START Study material

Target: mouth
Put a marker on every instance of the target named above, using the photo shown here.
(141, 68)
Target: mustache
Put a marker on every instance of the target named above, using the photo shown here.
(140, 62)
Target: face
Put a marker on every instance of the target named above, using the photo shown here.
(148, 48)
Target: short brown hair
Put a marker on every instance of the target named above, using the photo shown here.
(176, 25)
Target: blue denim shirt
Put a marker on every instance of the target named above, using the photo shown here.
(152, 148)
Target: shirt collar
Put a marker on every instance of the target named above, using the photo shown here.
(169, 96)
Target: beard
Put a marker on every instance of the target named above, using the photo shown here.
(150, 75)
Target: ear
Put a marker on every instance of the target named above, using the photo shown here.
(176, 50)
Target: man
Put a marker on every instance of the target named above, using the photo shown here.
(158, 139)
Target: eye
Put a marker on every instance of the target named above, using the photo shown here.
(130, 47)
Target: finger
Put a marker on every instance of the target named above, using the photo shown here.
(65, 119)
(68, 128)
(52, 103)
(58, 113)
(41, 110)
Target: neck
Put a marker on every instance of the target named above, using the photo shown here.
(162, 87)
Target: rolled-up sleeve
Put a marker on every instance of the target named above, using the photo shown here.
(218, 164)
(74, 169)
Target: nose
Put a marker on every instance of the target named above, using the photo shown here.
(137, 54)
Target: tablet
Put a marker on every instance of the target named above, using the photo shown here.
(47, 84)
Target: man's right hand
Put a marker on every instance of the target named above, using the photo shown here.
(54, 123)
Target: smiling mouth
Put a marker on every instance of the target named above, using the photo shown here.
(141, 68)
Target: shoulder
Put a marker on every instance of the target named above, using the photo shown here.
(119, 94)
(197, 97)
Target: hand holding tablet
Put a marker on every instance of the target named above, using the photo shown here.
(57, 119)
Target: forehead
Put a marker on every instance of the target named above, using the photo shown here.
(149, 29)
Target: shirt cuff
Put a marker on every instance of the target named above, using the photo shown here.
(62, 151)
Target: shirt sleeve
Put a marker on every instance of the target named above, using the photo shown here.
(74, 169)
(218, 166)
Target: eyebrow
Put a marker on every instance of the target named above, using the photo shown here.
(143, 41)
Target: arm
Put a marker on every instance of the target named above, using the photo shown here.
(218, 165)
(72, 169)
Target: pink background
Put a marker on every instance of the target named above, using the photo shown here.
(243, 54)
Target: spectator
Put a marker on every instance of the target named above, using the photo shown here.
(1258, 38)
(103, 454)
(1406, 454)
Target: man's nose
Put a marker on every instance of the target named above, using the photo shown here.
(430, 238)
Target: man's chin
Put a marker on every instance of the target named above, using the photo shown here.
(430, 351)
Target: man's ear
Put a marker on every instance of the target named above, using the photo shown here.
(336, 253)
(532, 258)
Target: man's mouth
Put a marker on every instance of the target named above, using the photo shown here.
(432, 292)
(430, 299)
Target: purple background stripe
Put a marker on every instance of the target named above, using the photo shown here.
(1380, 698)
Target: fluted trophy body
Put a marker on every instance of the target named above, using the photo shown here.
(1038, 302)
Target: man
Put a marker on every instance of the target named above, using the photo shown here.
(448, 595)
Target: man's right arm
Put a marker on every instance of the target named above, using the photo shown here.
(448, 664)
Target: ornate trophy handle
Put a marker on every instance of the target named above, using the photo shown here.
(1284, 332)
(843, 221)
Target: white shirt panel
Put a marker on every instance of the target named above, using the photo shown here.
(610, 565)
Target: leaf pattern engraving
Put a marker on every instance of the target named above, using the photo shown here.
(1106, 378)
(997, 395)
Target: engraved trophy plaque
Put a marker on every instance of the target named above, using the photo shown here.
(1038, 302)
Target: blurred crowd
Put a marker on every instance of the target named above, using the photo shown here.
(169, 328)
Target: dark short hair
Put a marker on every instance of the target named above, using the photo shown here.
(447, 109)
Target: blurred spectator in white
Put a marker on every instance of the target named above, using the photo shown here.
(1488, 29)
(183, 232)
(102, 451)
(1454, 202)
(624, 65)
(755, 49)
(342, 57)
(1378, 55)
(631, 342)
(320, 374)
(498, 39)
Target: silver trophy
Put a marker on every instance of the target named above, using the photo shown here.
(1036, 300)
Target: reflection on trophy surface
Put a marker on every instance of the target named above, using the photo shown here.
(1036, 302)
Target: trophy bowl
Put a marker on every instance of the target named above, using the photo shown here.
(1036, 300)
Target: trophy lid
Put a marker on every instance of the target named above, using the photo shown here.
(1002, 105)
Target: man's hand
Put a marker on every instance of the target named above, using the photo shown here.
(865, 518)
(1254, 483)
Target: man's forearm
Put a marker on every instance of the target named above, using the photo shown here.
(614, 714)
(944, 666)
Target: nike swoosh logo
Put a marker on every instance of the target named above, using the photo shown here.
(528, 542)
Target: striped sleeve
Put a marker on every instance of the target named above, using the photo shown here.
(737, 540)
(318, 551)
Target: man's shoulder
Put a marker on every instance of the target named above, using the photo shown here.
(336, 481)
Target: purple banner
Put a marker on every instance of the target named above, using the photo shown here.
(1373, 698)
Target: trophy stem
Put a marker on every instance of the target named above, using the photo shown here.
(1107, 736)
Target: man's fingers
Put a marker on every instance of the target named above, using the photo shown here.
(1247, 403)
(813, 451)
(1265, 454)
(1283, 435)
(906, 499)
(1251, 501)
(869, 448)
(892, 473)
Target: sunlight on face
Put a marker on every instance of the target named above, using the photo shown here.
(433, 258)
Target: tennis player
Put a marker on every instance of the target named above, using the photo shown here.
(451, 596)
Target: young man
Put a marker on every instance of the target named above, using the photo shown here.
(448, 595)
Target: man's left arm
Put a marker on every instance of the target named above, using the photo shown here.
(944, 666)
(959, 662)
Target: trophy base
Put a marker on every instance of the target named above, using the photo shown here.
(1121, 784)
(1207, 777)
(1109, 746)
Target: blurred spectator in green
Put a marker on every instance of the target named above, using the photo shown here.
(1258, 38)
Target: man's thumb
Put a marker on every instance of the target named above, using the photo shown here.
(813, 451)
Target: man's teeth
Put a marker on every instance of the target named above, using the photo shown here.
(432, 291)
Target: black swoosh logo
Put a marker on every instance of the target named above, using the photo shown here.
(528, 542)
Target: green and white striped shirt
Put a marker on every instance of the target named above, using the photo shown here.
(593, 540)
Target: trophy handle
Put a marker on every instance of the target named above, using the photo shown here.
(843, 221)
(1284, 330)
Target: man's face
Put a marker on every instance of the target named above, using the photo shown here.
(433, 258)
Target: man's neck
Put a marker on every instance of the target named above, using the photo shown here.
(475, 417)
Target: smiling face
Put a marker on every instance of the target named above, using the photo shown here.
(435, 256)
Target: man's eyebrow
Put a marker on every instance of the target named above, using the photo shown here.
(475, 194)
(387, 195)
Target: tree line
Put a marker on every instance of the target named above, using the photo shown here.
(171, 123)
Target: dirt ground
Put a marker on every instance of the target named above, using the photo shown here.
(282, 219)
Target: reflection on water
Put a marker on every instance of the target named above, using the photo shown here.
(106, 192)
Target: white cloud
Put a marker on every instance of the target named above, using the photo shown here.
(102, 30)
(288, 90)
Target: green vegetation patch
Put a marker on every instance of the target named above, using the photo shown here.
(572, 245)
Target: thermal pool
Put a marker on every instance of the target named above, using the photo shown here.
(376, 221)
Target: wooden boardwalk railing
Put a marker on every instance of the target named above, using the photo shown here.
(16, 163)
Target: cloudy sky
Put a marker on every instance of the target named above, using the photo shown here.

END Study material

What you need to do:
Go line by line through the records and copy those that contain the word "mouth".

Exercise output:
Target: mouth
Target: smiling mouth
Target: man's mouth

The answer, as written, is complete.